Nasza Loteria SR - pasek na kartach artykułów

Jacek Kurant. Tańczący z kukłami

Dariusz Nawrocki [email protected]
Lalki tańczą na plecach Jacka Kuranta
Lalki tańczą na plecach Jacka Kuranta fot. Dariusz Nawrocki
Rzeźbi piłą łańcuchową i tradycyjnym dłutem. Śpiewa na weselach i w chórze. Jest ósmym płytkarzem mistrzostw Polski. Najbardziej jednak znany jest z tańca z kukłami. Cały kraj się o nim dowiedział podczas programu telewizyjnego "Mam talent".

Kukły są dwie, on i ona złączeni w tanecznym uścisku. Elegancko ubrane. On w garnitur, ona w suknię balową. Wirują w rytm muzyki, wymachują nogami, klęczą, podskakują. On wspaniale prowadzi, ona idealnie się do niego dopasowuje.

Widzowie reagują różnie. Jedni się śmieją. Inni obserwują ze zdziwieniem. Wszyscy jednak pękają ze śmiechu, gdy spod sukni wyłania się głowa Jacka Kuranta, jedynego, jak się okazuje, sprawcy całego zamieszania. Na plecach ma kukły ważące 20 kilogramów. Tańczy na czworakach. Jego nogi są nogami tancerza, a ręce - nogami tancerki. To cała tajemnica.

Smutki małego Jacusia
Jacek Kurant mieszka w Mogilnie. Ma 45 lat. Z zawodu jest stolarzem. Bozia dała mu jednak całą paletę talentów. - Gdybym rósł tak, jak wszystkie inne dzieci, najprawdopodobniej nie odkryłbym ich w sobie - wspomina. Będąc w ósmej klasie podstawówki występował z czwartoklasistami w teatrzyku. Był tak niski, że nikt się nie skapnął, iż jest o cztery lata starszy od swych kolegów. O dwa miesiące młodszy od niego kuzyn podrywał już na dyskotece dziewczyny. Z małym Jacusiem nikt nie chciał jednak tańczyć. Na koniec zawodówki miał zaledwie 153 centymetry wzrostu.
Wybudował szopkę, miejsce tylko dla siebie. Zamykał się i rzeźbił, zaczął grać na gitarze i akordeonie.

Wyrósł w wojsku. Wrócił do domu wyższy o prawie 20 centymetrów. Przestał wreszcie być Jacusiem. Został panem Jackiem. Zaczął pielęgnować talenty.. Jego rzeźby znajdowały nabywców na jarmarkach, trafiały na wystawy. Nie każdy potrafi stworzyć coś z bryły drewna przy pomocy piły łańcuchowej. A on ma do tego dryg.
+ + + +
#### ZADANIE 1:
Przedstaw w formie listy akapit tekstu o Jacku Kurancie zaczynający się od słów „Jacek Kurant mieszka w Mogilnie”, zachowując jego najważniejsze fakty.
#### ZADANIE 2:
Dopisz dalszy ciąg tekstu o Jacku Kurancie, zaczynając od miejsca po jego ostatnim zdaniu.
Do wykonania zadań zestawienie nie jest potrzebne.
+ + + +
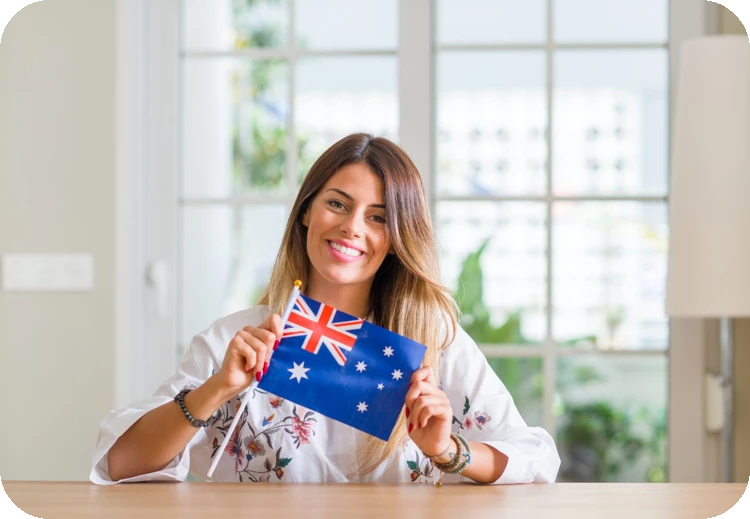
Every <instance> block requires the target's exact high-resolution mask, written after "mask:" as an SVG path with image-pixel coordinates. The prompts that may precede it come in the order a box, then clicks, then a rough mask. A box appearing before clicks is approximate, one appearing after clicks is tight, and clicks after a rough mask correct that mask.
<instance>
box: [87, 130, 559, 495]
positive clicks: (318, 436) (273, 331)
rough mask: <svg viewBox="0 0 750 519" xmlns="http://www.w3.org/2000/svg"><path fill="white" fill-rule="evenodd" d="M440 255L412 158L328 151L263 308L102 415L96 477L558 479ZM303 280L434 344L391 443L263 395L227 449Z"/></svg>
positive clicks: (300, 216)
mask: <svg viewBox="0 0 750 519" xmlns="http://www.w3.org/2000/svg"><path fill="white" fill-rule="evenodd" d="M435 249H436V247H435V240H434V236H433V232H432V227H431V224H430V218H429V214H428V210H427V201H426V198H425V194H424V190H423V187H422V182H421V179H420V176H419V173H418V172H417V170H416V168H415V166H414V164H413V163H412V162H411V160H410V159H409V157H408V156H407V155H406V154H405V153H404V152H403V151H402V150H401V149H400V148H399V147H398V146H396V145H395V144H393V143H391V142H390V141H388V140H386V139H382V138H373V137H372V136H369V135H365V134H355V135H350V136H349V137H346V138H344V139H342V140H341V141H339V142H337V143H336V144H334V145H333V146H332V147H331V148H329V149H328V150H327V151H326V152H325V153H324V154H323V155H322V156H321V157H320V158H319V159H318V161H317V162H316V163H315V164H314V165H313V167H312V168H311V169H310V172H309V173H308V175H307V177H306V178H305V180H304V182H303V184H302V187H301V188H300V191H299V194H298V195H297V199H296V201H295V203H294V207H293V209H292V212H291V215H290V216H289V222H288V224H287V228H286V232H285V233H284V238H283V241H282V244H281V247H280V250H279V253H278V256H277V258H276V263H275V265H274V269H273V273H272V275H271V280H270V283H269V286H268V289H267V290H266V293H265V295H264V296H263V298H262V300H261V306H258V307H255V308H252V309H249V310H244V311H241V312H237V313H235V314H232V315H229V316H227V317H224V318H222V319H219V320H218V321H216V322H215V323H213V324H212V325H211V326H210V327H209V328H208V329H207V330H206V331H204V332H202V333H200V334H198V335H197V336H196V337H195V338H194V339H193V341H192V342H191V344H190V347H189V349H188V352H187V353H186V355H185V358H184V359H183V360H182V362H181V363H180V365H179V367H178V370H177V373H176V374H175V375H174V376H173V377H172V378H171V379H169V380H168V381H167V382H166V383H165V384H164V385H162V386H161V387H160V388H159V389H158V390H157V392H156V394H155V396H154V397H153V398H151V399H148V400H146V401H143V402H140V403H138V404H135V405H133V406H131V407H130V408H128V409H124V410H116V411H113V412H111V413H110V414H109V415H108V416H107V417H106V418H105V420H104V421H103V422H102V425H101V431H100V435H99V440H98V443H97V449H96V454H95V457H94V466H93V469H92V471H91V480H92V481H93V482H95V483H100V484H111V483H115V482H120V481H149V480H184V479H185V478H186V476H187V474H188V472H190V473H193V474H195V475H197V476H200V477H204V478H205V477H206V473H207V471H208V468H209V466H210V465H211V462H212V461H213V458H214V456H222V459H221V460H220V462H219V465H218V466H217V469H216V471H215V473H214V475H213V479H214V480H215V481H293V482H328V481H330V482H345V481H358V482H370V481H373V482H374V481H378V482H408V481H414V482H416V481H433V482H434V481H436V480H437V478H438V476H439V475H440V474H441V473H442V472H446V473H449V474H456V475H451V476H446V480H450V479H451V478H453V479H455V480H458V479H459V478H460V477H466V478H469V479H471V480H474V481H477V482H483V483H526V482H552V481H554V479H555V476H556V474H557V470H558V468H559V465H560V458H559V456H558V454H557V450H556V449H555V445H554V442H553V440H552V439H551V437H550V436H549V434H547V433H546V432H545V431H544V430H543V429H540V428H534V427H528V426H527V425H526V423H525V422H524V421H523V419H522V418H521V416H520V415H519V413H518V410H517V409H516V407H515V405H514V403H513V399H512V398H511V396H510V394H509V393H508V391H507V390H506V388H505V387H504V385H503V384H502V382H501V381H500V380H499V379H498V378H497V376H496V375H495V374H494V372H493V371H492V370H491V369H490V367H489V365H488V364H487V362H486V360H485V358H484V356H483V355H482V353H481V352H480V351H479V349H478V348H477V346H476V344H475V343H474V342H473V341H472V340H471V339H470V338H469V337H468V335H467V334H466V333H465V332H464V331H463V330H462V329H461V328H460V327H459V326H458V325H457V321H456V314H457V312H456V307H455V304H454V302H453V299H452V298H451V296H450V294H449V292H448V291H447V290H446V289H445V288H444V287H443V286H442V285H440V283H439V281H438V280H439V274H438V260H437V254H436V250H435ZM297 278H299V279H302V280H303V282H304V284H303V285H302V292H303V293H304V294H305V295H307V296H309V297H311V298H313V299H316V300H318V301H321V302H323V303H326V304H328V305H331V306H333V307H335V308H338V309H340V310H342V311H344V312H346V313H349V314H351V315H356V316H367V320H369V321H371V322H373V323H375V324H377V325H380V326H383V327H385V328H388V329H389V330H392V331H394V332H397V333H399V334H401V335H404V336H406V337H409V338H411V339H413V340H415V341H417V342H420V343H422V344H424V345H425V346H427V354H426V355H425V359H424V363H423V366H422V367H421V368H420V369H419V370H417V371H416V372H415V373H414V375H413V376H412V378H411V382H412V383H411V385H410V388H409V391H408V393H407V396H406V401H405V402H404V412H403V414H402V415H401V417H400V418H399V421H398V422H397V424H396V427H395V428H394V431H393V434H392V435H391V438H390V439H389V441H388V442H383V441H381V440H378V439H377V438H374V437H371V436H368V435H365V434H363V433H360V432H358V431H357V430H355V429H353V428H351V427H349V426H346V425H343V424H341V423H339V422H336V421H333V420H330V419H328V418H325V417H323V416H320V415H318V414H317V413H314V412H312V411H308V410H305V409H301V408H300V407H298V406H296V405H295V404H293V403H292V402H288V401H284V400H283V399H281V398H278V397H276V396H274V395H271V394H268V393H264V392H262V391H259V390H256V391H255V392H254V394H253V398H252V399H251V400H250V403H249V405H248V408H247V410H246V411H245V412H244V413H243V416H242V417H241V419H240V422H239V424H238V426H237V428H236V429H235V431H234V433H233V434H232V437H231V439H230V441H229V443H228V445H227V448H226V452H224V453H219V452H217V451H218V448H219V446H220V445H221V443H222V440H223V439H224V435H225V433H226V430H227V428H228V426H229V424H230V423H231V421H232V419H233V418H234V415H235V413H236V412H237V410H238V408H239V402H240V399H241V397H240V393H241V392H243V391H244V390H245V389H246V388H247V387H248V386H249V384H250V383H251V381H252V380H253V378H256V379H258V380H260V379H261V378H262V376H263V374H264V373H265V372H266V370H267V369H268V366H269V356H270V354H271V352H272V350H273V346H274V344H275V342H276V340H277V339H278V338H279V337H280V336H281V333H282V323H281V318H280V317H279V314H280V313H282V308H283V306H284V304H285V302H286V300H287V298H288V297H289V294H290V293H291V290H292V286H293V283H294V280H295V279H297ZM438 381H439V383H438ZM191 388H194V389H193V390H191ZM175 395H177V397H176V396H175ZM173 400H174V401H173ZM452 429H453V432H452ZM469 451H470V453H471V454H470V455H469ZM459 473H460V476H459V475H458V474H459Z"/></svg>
+ + + +
#### MIEJSCE NA ODPOWIEDŹ 1:
- Jacek Kurant mieszka w Mogilnie, ma 45 lat i jest z zawodu stolarzem.
- Ma wiele talentów. Sam twierdzi, że gdyby rósł jak inne dzieci, najprawdopodobniej by ich w sobie nie odkrył.
- W ósmej klasie podstawówki występował w teatrzyku z czwartoklasistami. Był tak niski, że nikt nie zauważył, że jest od nich o cztery lata starszy.
- Jego kuzyn, młodszy o dwa miesiące, podrywał już dziewczyny na dyskotece, a z nim nikt nie chciał tańczyć.
- Pod koniec zawodówki miał zaledwie 153 centymetry wzrostu.

#### MIEJSCE NA ODPOWIEDŹ 2:
Ma nadzwyczaj sprawne ręce. Buduje kominiki, kładzie płytki. Zajął ósme miejsce na Glazurniczych Mistrzostwach Polski. Z piaskowca, płytek ceramicznych i szkła witrażowego stworzył "Człowieka witruwiańskiego" Leonardo da Vinci.

Szybko zorientował się, że ludzie chętnie słuchają, gdy gra na instrumentach. Do dziś bawił już gości na ponad 500 weselach.

Znajomi pękali ze śmiechu
Taniec z kukłami zobaczył 22 lata temu w cyrku. - Koleżanka podpuszczała mnie. Powiedziała, że wiele rzeczy potrafię zrobić, ale tego to mi się nie uda - opowiada.

Założył się i wygrał szampana. Pierwsze kukły zrobił z dwóch drewnianych krzyży przybitych do deski. Na krzyże nałożył koszule i wypchał je słomą. Problem miał ze sztucznymi twarzami dla kukieł. Owinął więc bratu głowę bandażem, urobił mąki żytniej i kawałki papieru toaletowego ponaklejał mu na twarz. - Z nosa szły mu wielkie balony, bo zapomniałem zrobić mu dziurki do oddychania. O mało co bym brata udusił. Po wysuszeniu uzyskałem maskę.

Sąsiedzi i znajomi pękali ze śmiechu, gdy tylko zakładał kukły na siebie. Zaczął się więc ruszać, potem tańczyć. - Grałem już wtedy na weselach, więc pomyślałem, że dobrze byłoby to pokazać podczas zabawy.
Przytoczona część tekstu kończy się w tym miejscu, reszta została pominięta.